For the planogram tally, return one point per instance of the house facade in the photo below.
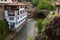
(14, 12)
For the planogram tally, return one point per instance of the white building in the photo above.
(15, 13)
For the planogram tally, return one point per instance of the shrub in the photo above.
(4, 29)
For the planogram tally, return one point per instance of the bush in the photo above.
(30, 38)
(4, 29)
(39, 25)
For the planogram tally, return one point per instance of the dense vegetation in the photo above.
(4, 29)
(53, 29)
(40, 4)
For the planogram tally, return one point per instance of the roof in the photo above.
(15, 4)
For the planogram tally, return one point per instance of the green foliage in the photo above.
(45, 4)
(30, 38)
(39, 25)
(4, 29)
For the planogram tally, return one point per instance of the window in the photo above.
(11, 18)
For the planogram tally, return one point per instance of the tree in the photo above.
(4, 29)
(44, 4)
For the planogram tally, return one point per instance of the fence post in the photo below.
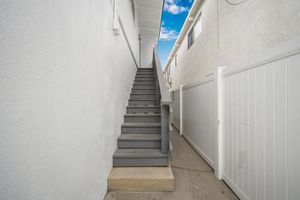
(180, 110)
(220, 136)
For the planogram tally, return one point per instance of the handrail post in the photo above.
(165, 129)
(164, 99)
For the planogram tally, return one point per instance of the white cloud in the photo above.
(172, 7)
(168, 34)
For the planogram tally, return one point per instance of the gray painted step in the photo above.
(140, 157)
(139, 141)
(146, 128)
(141, 117)
(145, 76)
(143, 109)
(146, 69)
(144, 86)
(145, 79)
(132, 102)
(143, 91)
(134, 96)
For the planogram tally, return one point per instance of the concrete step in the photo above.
(139, 158)
(145, 69)
(145, 79)
(132, 102)
(143, 91)
(139, 141)
(141, 179)
(145, 72)
(141, 117)
(143, 109)
(136, 128)
(134, 96)
(145, 76)
(144, 86)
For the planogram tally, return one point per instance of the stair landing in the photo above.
(141, 179)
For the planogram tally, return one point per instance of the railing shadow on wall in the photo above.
(244, 123)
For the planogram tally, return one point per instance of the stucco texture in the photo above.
(236, 35)
(63, 95)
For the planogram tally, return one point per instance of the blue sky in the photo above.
(174, 15)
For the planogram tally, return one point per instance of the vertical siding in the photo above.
(199, 118)
(261, 117)
(176, 109)
(261, 128)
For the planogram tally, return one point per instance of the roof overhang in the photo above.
(149, 14)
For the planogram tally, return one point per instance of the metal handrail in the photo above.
(163, 96)
(164, 92)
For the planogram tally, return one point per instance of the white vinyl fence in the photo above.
(261, 128)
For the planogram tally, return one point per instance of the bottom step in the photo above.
(140, 158)
(141, 179)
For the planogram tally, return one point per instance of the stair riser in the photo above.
(142, 119)
(143, 110)
(142, 96)
(145, 73)
(144, 130)
(140, 162)
(143, 102)
(143, 91)
(145, 76)
(144, 82)
(144, 87)
(122, 144)
(144, 79)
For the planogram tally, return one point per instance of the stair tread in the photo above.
(134, 93)
(140, 136)
(138, 83)
(142, 114)
(141, 124)
(143, 99)
(139, 153)
(143, 106)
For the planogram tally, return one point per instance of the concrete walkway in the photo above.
(194, 179)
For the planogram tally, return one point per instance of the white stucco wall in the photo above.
(147, 45)
(235, 36)
(64, 83)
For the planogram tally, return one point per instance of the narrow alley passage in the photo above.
(194, 179)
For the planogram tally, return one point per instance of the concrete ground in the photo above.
(194, 179)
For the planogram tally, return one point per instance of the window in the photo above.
(195, 31)
(132, 9)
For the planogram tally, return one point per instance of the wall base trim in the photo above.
(210, 162)
(234, 188)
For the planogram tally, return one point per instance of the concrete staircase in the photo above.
(140, 141)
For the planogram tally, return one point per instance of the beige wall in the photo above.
(65, 80)
(237, 35)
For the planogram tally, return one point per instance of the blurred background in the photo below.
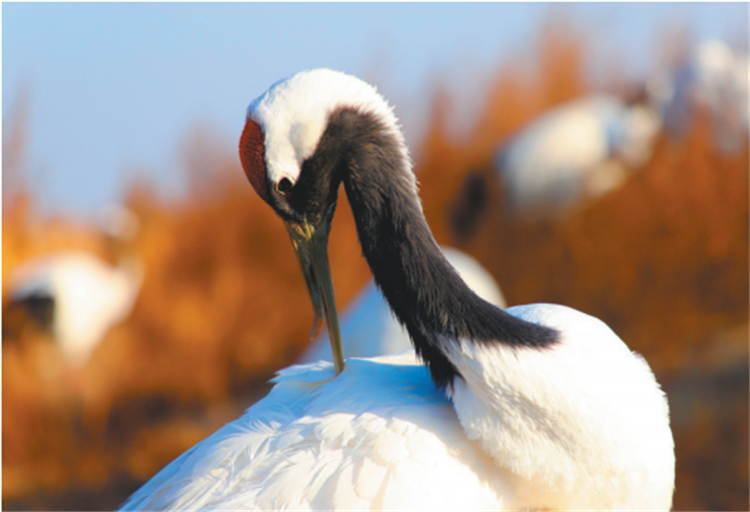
(594, 155)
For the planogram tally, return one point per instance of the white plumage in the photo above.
(368, 327)
(582, 149)
(563, 416)
(88, 295)
(715, 77)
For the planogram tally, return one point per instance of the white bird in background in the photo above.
(580, 150)
(536, 406)
(368, 327)
(76, 295)
(715, 77)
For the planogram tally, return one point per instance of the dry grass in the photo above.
(663, 260)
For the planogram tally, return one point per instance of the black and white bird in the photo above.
(714, 77)
(536, 406)
(577, 151)
(76, 295)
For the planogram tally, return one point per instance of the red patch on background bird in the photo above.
(251, 156)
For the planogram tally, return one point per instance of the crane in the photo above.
(532, 407)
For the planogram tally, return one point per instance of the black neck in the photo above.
(424, 291)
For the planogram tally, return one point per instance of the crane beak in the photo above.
(311, 246)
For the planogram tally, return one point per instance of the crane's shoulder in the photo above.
(378, 436)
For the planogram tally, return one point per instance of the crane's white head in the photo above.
(280, 150)
(285, 124)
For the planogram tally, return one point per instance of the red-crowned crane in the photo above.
(714, 77)
(77, 296)
(537, 406)
(579, 150)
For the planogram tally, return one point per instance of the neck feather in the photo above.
(424, 291)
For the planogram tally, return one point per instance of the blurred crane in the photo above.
(582, 149)
(714, 77)
(369, 329)
(75, 295)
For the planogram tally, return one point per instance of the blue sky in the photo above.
(117, 88)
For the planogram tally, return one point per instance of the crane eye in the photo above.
(284, 185)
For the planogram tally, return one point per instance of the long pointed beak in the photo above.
(311, 246)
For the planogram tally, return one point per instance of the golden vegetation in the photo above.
(663, 260)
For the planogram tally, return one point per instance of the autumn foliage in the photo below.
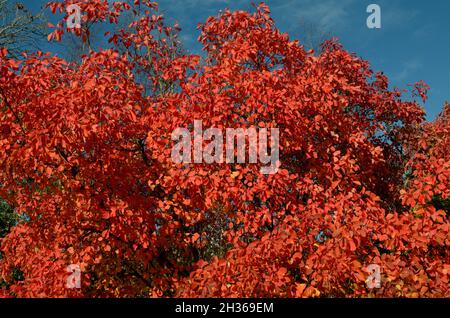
(86, 163)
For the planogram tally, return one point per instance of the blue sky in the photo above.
(413, 43)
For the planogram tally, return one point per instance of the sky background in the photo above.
(413, 43)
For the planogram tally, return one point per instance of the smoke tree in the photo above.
(86, 157)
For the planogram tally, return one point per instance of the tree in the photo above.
(86, 157)
(20, 30)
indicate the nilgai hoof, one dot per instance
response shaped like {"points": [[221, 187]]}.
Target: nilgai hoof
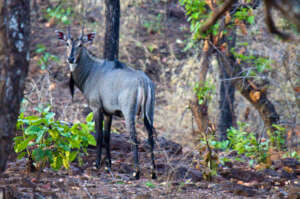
{"points": [[154, 176], [136, 175]]}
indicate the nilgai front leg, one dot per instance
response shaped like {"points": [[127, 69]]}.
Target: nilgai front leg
{"points": [[151, 143], [99, 130], [130, 124], [107, 126]]}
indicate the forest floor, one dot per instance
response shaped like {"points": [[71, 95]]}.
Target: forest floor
{"points": [[179, 174]]}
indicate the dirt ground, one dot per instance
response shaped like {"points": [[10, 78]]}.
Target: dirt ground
{"points": [[148, 49]]}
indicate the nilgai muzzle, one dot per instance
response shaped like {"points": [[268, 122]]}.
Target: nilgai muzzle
{"points": [[111, 88]]}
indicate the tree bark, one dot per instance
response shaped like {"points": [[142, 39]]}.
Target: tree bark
{"points": [[14, 62], [112, 18], [226, 103], [261, 103], [200, 111], [226, 63]]}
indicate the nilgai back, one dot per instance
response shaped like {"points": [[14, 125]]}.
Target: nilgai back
{"points": [[111, 88]]}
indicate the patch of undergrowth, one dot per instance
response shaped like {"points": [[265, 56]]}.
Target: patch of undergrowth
{"points": [[60, 14], [47, 141]]}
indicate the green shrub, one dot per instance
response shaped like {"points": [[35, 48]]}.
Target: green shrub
{"points": [[52, 142]]}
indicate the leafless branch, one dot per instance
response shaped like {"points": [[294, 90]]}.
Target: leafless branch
{"points": [[217, 13]]}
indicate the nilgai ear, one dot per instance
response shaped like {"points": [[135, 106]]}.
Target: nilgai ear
{"points": [[89, 37], [61, 35]]}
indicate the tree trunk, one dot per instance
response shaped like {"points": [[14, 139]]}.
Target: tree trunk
{"points": [[226, 62], [14, 62], [227, 89], [260, 102], [112, 17], [200, 111]]}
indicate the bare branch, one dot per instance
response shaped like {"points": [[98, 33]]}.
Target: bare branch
{"points": [[217, 13]]}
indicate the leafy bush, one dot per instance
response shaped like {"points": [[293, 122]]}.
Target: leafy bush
{"points": [[247, 144], [45, 57], [204, 92], [60, 14], [48, 141]]}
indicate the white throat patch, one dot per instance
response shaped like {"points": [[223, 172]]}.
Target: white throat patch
{"points": [[72, 67]]}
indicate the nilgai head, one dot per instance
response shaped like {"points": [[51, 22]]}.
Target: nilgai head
{"points": [[74, 46]]}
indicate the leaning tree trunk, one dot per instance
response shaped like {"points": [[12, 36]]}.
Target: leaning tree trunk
{"points": [[200, 111], [14, 62], [226, 103], [112, 18]]}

» ACTIVITY:
Your answer must be an exact transcription of the lines from the one containing "indicate the leaning" through the last line of the records above, and nothing else.

» TASK ANSWER:
indicate the leaning tree trunk, one dot per instance
response shaped like {"points": [[12, 36]]}.
Target: leaning tree trunk
{"points": [[200, 111], [14, 62], [226, 103], [112, 18]]}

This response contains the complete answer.